Mis à jour 29/06/2018 à 17:54 GMT+2

COUPE DU MONDE - Au bord du précipice après sa déroute face à la Croatie (0-3), l'Argentine n'a pas été loin de vivre son Knysna avant d'arracher sa qualification face au Nigeria (2-1). Retour sur ces journées de crise, entre rumeurs de putsch des joueurs et déclarations assassines.

Argentine Sampaoli

Crédit: Getty Images

"Qu'il dise ce qu'il veut !" Une phrase courte au tranchant d'une lame fraichement affûtée. Signée Sergio Agüero. Si besoin était, la réaction qui suivait ne laissait planer aucune ambiguïté sur la considération d'El Kun envers son sélectionneur, même si la question du journaliste était quelque peu imprécise : notre collègue argentin assurait que Sampaoli venait de déclarer que "les joueurs ne s'étaient pas adaptés au projet", alors que le bonze de Casilda avait seulement évoqué "un projet (de jeu) qui n'avait pas prospéré". Reste que l'attaquant de Manchester City a vécu assez de moments délicats dans sa carrière pour savoir jouer l'indifférence ou, au moins, pour être capable de serrer les dents face à la contrariété, et éviter ainsi de jeter de l'huile sur le feu. Agüero n'a pourtant pas pu, ou pas su, feindre un certain respect envers son sélectionneur. Là où un "le coach", ou "el profe", en espagnol, s'imposait, l'attaquant aux 88 capes employait un "il" méprisant, avant de quitter la zone mixte manifestement remonté, à l'image d'une équipe au bord de la crise de nerfs. Une équipe qui aurait même voulu se débarrasser de son sélectionneur, un peu comme les Bleus s'étaient unis contre Raymond Domenech, en 2010, à Knysna.

### Travail à faire
A – Résumez en deux phrases l'extrait sur la crise de l'équipe d'Argentine.
B – Dans l'extrait sur la crise de l'équipe d'Argentine, recopiez le passage qui commence par « Mis à jour 29/06/2018 » et va jusqu'à « et déclarations assassines. », en remplaçant « Nigeria » par « Mexique ».
C – Traduisez en anglais la phrase suivante de l'extrait sur la crise de l'équipe d'Argentine : « Agüero n'a pourtant pas pu, ou pas su, feindre un certain respect envers son sélectionneur. »

### Données fournies
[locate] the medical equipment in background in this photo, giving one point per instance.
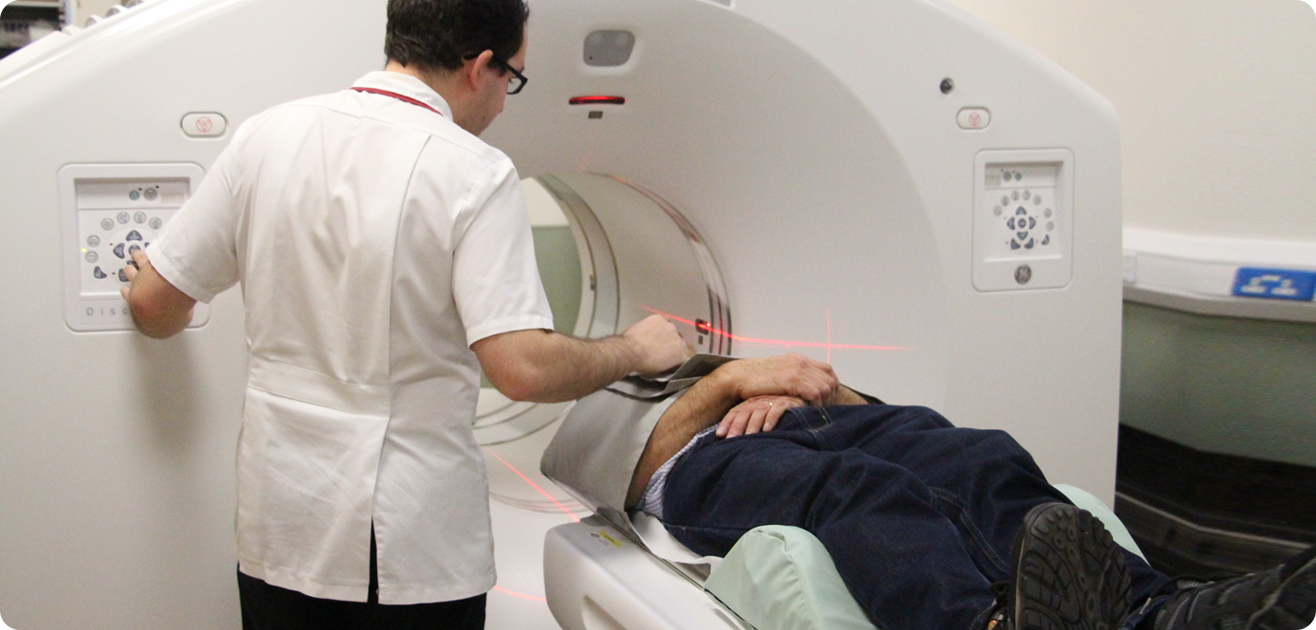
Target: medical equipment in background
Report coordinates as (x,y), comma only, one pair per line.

### Réponses finales
A – Après sa déroute face à la Croatie (0-3), l'Argentine a traversé des journées de crise, entre rumeurs de putsch des joueurs et déclarations assassines, avant d'arracher sa qualification face au Nigeria (2-1). Sergio Agüero a montré son mépris envers son sélectionneur Sampaoli en le désignant par un « il », dans une équipe qui aurait même voulu se débarrasser de lui, un peu comme les Bleus contre Raymond Domenech en 2010 à Knysna.

B –
Mis à jour 29/06/2018 à 17:54 GMT+2

COUPE DU MONDE - Au bord du précipice après sa déroute face à la Croatie (0-3), l'Argentine n'a pas été loin de vivre son Knysna avant d'arracher sa qualification face au Mexique (2-1). Retour sur ces journées de crise, entre rumeurs de putsch des joueurs et déclarations assassines.

C – Agüero, however, could not, or did not know how to, feign a degree of respect toward his head coach.